STUDY MATERIAL section start

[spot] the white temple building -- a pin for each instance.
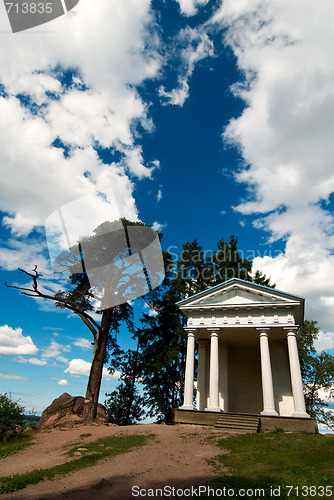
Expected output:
(248, 359)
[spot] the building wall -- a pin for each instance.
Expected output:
(244, 379)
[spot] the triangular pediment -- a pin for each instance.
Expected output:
(238, 293)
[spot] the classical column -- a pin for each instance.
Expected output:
(296, 378)
(201, 375)
(189, 375)
(214, 372)
(223, 376)
(267, 377)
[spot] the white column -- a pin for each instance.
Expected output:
(201, 392)
(189, 375)
(296, 378)
(223, 376)
(267, 377)
(214, 372)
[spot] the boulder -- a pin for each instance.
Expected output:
(66, 411)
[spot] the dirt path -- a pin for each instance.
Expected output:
(175, 458)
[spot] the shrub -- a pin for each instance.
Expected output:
(11, 415)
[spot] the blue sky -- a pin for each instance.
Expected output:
(204, 118)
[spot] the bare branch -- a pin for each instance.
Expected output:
(68, 304)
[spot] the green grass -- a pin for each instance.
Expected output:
(16, 442)
(276, 460)
(95, 451)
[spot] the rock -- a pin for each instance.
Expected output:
(66, 411)
(69, 421)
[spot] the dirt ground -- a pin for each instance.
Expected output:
(175, 458)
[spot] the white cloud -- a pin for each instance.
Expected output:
(159, 195)
(37, 362)
(285, 136)
(13, 342)
(189, 7)
(12, 376)
(197, 46)
(84, 343)
(55, 351)
(156, 226)
(79, 367)
(98, 107)
(63, 381)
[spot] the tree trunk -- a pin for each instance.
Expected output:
(95, 375)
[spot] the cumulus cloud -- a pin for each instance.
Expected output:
(12, 341)
(84, 343)
(37, 362)
(79, 367)
(195, 45)
(63, 381)
(60, 106)
(12, 376)
(55, 351)
(190, 7)
(285, 137)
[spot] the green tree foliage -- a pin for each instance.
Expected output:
(317, 373)
(125, 406)
(11, 415)
(163, 340)
(105, 246)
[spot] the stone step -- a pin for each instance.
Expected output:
(235, 423)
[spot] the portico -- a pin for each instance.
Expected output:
(247, 351)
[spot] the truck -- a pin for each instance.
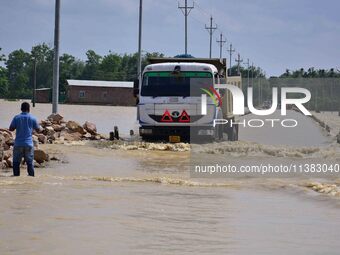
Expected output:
(169, 100)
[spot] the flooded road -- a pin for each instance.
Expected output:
(105, 201)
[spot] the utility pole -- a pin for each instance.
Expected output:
(247, 63)
(231, 51)
(252, 74)
(238, 61)
(221, 42)
(211, 30)
(55, 92)
(186, 10)
(34, 81)
(139, 67)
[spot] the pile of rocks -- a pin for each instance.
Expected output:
(56, 129)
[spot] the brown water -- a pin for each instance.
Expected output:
(105, 201)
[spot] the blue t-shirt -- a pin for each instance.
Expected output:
(24, 124)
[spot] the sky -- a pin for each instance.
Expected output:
(273, 34)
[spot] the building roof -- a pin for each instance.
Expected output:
(109, 84)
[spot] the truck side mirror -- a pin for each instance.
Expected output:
(135, 87)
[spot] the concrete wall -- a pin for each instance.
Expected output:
(101, 95)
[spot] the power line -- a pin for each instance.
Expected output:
(238, 61)
(55, 91)
(231, 51)
(247, 63)
(211, 30)
(186, 11)
(139, 67)
(221, 42)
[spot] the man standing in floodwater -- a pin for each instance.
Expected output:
(24, 124)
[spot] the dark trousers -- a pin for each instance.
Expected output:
(18, 153)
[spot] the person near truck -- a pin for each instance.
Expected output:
(24, 124)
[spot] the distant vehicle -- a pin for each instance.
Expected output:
(169, 99)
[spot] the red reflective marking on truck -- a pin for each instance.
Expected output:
(184, 117)
(166, 117)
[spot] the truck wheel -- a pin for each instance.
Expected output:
(232, 133)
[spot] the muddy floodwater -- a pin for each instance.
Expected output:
(99, 200)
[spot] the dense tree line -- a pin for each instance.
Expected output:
(17, 70)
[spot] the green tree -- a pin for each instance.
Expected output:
(18, 75)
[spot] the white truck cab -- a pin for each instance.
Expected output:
(170, 100)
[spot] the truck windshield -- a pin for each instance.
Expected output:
(182, 84)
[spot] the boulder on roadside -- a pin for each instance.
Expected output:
(42, 138)
(75, 136)
(3, 165)
(87, 136)
(9, 162)
(57, 127)
(45, 123)
(90, 127)
(40, 156)
(75, 127)
(49, 131)
(55, 118)
(7, 154)
(1, 153)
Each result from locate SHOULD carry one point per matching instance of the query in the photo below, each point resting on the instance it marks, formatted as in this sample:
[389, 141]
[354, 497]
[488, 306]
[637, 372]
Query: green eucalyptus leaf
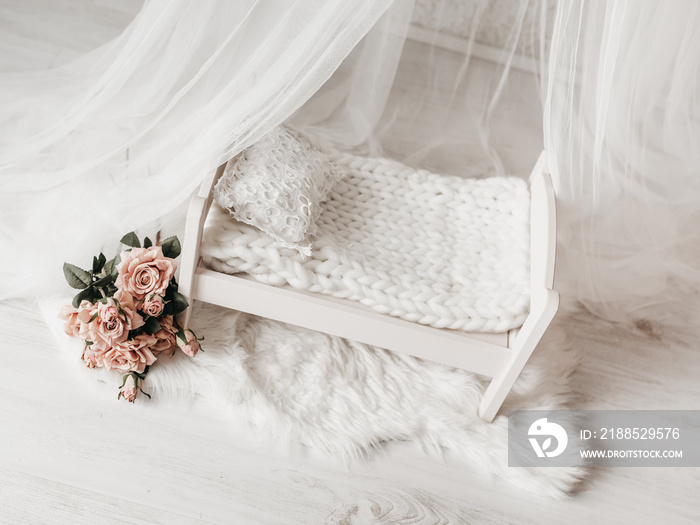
[130, 239]
[98, 263]
[105, 281]
[76, 277]
[86, 294]
[171, 247]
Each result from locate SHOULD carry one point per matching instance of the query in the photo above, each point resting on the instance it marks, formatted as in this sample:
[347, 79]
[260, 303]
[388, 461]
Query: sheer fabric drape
[118, 138]
[622, 128]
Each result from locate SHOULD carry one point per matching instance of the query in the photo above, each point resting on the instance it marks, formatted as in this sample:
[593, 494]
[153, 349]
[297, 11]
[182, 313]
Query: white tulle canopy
[119, 138]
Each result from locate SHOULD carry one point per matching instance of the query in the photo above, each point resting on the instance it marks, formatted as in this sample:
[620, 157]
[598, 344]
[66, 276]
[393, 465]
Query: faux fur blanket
[347, 399]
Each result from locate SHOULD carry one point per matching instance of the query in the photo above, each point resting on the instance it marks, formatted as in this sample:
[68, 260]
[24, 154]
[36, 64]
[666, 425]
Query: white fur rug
[347, 399]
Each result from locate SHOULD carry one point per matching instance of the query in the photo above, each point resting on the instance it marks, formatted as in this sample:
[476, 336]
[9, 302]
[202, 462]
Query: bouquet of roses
[126, 310]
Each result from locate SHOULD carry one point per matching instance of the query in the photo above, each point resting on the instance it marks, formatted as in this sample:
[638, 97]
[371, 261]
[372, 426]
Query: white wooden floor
[67, 456]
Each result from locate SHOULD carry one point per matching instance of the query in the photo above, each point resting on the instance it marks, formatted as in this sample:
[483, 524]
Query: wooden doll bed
[499, 355]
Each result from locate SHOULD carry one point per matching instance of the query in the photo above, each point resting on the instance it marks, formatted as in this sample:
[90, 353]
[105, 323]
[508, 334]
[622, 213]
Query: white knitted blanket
[438, 250]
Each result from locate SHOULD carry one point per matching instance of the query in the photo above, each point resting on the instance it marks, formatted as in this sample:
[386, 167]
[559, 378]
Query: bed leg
[525, 342]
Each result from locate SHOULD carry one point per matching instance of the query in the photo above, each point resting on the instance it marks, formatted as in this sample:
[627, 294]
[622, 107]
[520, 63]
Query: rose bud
[153, 305]
[130, 388]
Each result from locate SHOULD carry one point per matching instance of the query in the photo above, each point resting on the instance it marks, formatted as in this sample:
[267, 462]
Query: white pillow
[278, 185]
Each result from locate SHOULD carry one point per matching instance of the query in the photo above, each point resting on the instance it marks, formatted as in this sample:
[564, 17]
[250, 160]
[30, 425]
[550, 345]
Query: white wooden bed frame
[500, 356]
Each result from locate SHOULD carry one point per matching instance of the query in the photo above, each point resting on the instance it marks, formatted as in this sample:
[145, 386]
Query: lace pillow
[278, 185]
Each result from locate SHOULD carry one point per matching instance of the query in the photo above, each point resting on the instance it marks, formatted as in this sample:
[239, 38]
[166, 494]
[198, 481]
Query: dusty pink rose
[153, 305]
[108, 321]
[72, 324]
[130, 388]
[165, 336]
[144, 271]
[90, 357]
[132, 355]
[191, 347]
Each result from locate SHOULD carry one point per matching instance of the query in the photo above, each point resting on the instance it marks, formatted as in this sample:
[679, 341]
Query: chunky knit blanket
[439, 250]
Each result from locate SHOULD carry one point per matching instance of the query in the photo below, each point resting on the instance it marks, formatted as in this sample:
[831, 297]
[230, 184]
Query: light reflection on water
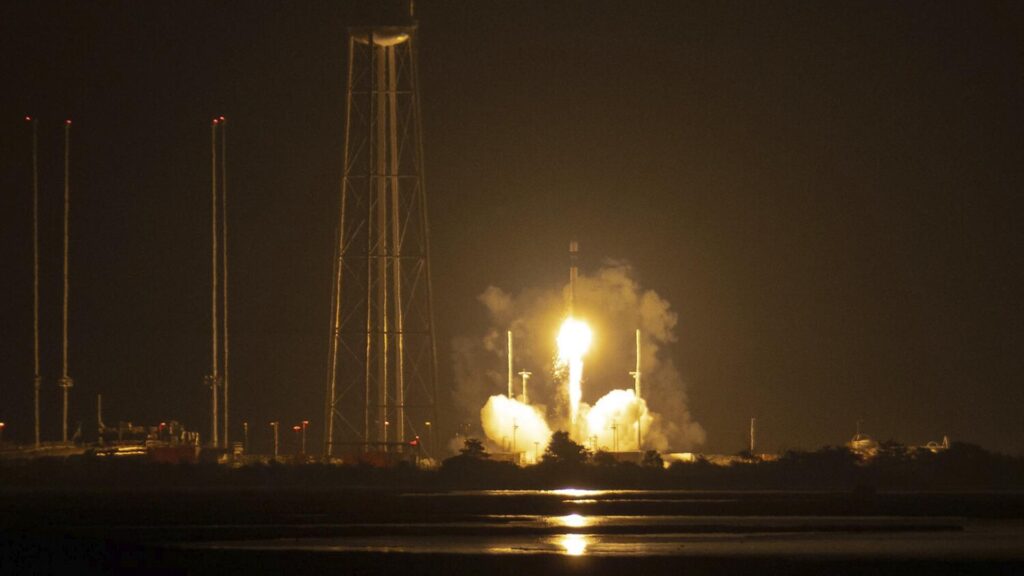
[570, 521]
[574, 544]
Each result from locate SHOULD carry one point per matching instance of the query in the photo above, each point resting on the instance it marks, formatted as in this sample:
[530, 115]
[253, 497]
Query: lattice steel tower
[381, 387]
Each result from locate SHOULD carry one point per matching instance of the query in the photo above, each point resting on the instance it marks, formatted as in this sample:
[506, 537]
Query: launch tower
[381, 385]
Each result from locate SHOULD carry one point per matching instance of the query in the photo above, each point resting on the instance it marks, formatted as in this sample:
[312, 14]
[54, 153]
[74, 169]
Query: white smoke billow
[515, 426]
[613, 305]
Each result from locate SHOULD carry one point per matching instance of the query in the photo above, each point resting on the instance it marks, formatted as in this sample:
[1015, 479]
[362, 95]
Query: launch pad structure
[382, 385]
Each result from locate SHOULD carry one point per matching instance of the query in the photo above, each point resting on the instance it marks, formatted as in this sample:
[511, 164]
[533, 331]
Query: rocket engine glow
[573, 341]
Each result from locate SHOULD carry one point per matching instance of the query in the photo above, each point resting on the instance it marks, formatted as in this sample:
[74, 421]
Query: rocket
[573, 253]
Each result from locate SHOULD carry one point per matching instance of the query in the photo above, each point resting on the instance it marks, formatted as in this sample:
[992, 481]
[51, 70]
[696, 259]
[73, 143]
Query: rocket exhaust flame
[573, 341]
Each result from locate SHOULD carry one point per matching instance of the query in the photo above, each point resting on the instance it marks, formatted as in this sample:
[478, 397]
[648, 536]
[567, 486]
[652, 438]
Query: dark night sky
[829, 194]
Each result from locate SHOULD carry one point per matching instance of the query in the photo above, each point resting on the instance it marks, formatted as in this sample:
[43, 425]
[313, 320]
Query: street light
[275, 425]
[305, 424]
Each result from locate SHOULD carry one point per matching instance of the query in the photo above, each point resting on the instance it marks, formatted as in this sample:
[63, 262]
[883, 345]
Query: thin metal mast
[636, 391]
[223, 223]
[330, 405]
[511, 377]
[525, 377]
[399, 380]
[66, 382]
[37, 379]
[424, 219]
[214, 377]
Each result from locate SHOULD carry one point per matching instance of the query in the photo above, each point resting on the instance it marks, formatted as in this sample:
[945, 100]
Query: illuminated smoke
[573, 341]
[511, 424]
[611, 422]
[614, 305]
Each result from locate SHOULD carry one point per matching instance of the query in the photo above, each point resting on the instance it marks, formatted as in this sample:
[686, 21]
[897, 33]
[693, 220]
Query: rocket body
[573, 254]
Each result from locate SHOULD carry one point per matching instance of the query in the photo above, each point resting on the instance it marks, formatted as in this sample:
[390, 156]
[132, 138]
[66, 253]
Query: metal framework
[382, 383]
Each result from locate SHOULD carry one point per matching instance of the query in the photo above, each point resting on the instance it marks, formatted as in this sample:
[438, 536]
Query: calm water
[592, 523]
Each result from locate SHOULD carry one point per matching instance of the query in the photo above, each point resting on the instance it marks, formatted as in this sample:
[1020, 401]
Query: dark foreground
[366, 531]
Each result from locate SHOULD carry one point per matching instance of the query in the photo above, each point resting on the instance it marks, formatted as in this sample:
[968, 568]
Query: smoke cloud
[613, 303]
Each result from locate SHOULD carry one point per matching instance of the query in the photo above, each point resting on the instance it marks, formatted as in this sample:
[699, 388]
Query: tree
[561, 450]
[602, 458]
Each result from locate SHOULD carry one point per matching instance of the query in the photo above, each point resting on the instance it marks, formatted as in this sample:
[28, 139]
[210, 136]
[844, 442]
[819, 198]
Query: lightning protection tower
[381, 386]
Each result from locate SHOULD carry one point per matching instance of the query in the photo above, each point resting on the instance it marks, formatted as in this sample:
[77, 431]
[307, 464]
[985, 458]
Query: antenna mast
[66, 383]
[37, 380]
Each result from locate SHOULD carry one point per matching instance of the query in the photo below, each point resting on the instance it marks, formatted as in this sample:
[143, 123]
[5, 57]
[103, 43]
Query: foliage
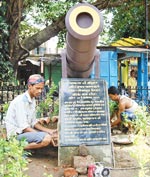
[142, 150]
[140, 123]
[141, 153]
[5, 66]
[12, 162]
[5, 107]
[49, 105]
[128, 20]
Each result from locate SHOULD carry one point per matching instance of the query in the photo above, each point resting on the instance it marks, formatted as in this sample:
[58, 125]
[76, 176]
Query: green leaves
[12, 163]
[128, 20]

STUDY MATERIAL section end

▶ _AIM OF THE TASK_: Every line above with the word "floodwater" is to be copied out.

▶ _RESPONSE TO THE EXERCISE_:
[spot] the man standing in floodwater -- a pin for each instance.
[spot] the muddy floodwater -- a pin for each instance.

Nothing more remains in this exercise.